TEXT TO READ
______

Compromised Keys Hacks

We present an overview of recent attacks where keys have been compromised, along with possible prevention and mitigation.

  • December 02, 2021Badger DAO: A front-end attack, due to a basic OPSEC error of granting unlimited approvals to an EOA, $120 million taken in various forms of wBTC and ERC20.
  • December 05, 2021BitMart: the self-proclaimed “Most Trusted Crypto Trading Platform”, has lost ~$196M from two of its hot wallets on Ethereum and BSC.
  • December 07, 2021–8ight Finance: keys got compromised, no further details shared. $1.75 million taken.
  • December 11, 2021AscendEX: lost $77.7M, again from a “compromised” hot wallet.
  • December 13, 2021Vulcan Forged: $140M wiped from users wallets due to compromised managed wallet provider.

All of the above protocols were unaudited, the total loss just from poor SECOPS for the month of december amounts $535M, without counting losses due to the value of the stolen tokens plummeting following each hack.

______

EXCERPTED RECORDS
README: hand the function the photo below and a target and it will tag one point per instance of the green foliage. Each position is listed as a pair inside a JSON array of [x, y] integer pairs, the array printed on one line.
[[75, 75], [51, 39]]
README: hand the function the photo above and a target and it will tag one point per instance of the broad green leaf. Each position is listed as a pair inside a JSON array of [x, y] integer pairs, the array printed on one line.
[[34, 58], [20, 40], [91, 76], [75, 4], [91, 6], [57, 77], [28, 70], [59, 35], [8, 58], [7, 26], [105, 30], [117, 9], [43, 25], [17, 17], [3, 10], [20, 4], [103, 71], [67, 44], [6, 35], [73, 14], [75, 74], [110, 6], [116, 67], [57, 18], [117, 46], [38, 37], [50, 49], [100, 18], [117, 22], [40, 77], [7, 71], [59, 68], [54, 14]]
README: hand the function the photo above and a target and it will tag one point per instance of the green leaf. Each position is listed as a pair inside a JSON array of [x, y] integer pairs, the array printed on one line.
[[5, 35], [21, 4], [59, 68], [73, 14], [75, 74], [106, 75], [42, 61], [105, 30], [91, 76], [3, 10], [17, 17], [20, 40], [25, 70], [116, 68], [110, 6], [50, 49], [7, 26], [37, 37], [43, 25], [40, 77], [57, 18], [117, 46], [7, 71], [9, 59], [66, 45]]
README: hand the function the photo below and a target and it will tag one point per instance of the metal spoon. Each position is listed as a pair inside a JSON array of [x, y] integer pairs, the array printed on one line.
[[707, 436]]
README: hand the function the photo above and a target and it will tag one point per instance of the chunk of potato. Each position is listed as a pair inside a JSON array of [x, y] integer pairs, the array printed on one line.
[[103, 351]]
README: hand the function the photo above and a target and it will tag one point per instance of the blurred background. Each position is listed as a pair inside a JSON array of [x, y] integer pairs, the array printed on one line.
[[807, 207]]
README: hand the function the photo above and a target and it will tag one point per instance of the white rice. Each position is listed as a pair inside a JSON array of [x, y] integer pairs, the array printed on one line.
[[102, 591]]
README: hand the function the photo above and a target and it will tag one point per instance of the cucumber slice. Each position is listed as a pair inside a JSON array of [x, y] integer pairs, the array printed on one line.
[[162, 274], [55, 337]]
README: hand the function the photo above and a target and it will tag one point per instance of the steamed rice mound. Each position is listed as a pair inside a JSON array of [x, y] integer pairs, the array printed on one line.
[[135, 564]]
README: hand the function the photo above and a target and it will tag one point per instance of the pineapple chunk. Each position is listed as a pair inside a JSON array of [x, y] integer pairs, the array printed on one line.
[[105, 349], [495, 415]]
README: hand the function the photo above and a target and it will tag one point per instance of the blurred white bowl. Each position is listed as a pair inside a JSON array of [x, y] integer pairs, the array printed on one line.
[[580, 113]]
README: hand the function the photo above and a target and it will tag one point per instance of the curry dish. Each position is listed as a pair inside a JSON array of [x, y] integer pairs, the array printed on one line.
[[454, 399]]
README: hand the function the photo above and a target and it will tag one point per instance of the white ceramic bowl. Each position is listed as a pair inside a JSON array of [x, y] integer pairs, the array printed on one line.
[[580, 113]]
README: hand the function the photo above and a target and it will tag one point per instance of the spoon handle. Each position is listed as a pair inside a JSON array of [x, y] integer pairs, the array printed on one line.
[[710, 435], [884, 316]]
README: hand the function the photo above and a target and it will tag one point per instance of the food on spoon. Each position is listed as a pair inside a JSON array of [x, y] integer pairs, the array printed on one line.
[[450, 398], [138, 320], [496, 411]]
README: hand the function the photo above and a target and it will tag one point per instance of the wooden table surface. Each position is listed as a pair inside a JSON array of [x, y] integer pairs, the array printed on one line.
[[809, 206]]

______

GIVEN EXERCISE 1
Translate this sentence from the page on compromised keys hacks into Spanish: "We present an overview of recent attacks where keys have been compromised, along with possible prevention and mitigation."
GIVEN EXERCISE 2
Using the page on compromised keys hacks, decide whether each statement agrees with it. Answer yes or no for each, and quote the words that decide it.
(a) The protocols listed on the page had all been audited.
(b) Vulcan Forged lost $140M because of a compromised managed wallet provider.
(c) 8ight Finance gave a full account of how its keys were compromised.
GIVEN EXERCISE 3
List every protocol or platform that the page on compromised keys hacks names as having been attacked.

TASK OUTPUT 1
Presentamos una descripción general de ataques recientes en los que se han comprometido claves, junto con posibles medidas de prevención y mitigación.

TASK OUTPUT 2
(a) No: "All of the above protocols were unaudited"
(b) Yes: "$140M wiped from users wallets due to compromised managed wallet provider"
(c) No: "keys got compromised, no further details shared"

TASK OUTPUT 3
Badger DAO, BitMart, 8ight Finance, AscendEX, Vulcan Forged